▶ [TRECHO DE ORIGEM]
■ ■ ■
Aqui tem história: Porto das Caixas e a imagem de Cristo que verteu sangue
No gentil bairro do município de Itaboraí, fica a origem do fenômeno que atraiu milhares de pessoas à cidade no fim da década de 60
“As pesquisas realizadas evidenciaram tratar realmente de sangue, cuja origem e espécie fogem à nossa responsabilidade técnica.” Foi através dessa constatação que o farmacêutico bioquímico Dr. Enéas Heringer confirmou que a imagem de Jesus Crucificado verteu sangue.
Neste episódio da série ‘Aqui tem história’ eu te convido a voltar a algumas décadas no tempo: para 1968. Era um dia quente de verão. Em janeiro daquele ano, a nação brasileira estava sob a gestão executiva do militar Artur Costa e Silva. No dia 26 daquele mês, faltando 15 minutos para iniciar a missa na Igreja de Nossa Senhora da Conceição, localizada em Porto das Caixas, em Itaboraí, o padre Carlos Guillena notou um líquido vermelho escorrendo de uma das feridas na imagem de Cristo Crucificado.
■ ■ ■
▶ [TAREFAS A CUMPRIR]
(a) Liste todas as pessoas que a matéria sobre Porto das Caixas apresenta com nome próprio acompanhado de profissão ou ocupação.
(b) Repita o trecho da matéria sobre Porto das Caixas desde “Aqui tem história: Porto” até “Crucificado verteu sangue.”, inclusive.
(c) Prossiga com a matéria sobre Porto das Caixas a partir do ponto em que ela termina.
Os registros não guardam relação com o texto.

(Registros de identificação de posição)
■ ■ ■
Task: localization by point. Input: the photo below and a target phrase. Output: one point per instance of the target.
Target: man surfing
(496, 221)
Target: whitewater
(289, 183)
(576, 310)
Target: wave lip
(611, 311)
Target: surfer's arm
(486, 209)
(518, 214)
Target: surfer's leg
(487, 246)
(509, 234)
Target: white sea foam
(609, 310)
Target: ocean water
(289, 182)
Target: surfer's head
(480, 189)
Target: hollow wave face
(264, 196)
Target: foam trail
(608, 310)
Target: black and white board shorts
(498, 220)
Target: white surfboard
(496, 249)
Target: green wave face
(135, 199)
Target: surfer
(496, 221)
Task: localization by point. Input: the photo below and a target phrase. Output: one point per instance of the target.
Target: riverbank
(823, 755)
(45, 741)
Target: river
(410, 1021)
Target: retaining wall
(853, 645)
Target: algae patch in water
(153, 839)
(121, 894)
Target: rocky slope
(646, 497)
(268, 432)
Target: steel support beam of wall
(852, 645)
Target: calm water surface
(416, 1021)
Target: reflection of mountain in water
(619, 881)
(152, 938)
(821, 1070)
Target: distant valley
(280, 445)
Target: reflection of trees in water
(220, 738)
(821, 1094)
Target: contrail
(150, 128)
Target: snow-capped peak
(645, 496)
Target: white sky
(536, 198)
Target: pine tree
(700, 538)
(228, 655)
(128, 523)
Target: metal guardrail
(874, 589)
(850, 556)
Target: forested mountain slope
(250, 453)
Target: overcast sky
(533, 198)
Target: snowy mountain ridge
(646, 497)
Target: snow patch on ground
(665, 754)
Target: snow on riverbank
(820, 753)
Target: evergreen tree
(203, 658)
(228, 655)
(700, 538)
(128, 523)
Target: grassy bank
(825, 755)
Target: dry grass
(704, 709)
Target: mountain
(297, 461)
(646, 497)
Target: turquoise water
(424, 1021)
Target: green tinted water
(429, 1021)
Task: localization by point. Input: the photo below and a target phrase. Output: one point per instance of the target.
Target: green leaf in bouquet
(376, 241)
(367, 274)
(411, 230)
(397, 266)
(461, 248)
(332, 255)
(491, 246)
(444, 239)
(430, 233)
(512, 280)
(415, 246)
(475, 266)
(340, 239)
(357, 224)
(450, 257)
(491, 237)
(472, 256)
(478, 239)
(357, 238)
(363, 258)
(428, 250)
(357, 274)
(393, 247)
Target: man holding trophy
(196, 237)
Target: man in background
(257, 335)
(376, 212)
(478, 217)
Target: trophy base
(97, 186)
■ ■ ■
▶ [RESULTADOS POR TAREFA]
(a)
Dr. Enéas Heringer, farmacêutico bioquímico
Artur Costa e Silva, militar
Carlos Guillena, padre

(b)
Aqui tem história: Porto das Caixas e a imagem de Cristo que verteu sangue
No gentil bairro do município de Itaboraí, fica a origem do fenômeno que atraiu milhares de pessoas à cidade no fim da década de 60
“As pesquisas realizadas evidenciaram tratar realmente de sangue, cuja origem e espécie fogem à nossa responsabilidade técnica.” Foi através dessa constatação que o farmacêutico bioquímico Dr. Enéas Heringer confirmou que a imagem de Jesus Crucificado verteu sangue.

(c)
No entanto, o padre limpou rapidamente o santuário porque pensou que fosse a tinta que recobria a imagem de um metro e trinta sob a cruz de dois metros que estivesse derretendo, afinal, era verão e fazia muito calor. Além dessas hipóteses, outra que pairou sob a mente do padre, era de que a imagem poderia estar se degradando pelo tempo de existência, afinal ela data do século XVIII.
No entanto, quando a missa iniciou, o padre percebeu uma inquietação entre os fiéis, que testemunharam mais líquido vermelho escorrendo da boca e joelho da imagem de Cristo Crucificado. O ocorrido fez com que aquele dia 26 de janeiro fosse eternizado na memória do bairro de Porto das Caixas, e no imaginário religioso como o dia em que a imagem de Cristo Crucificado verteu sangue.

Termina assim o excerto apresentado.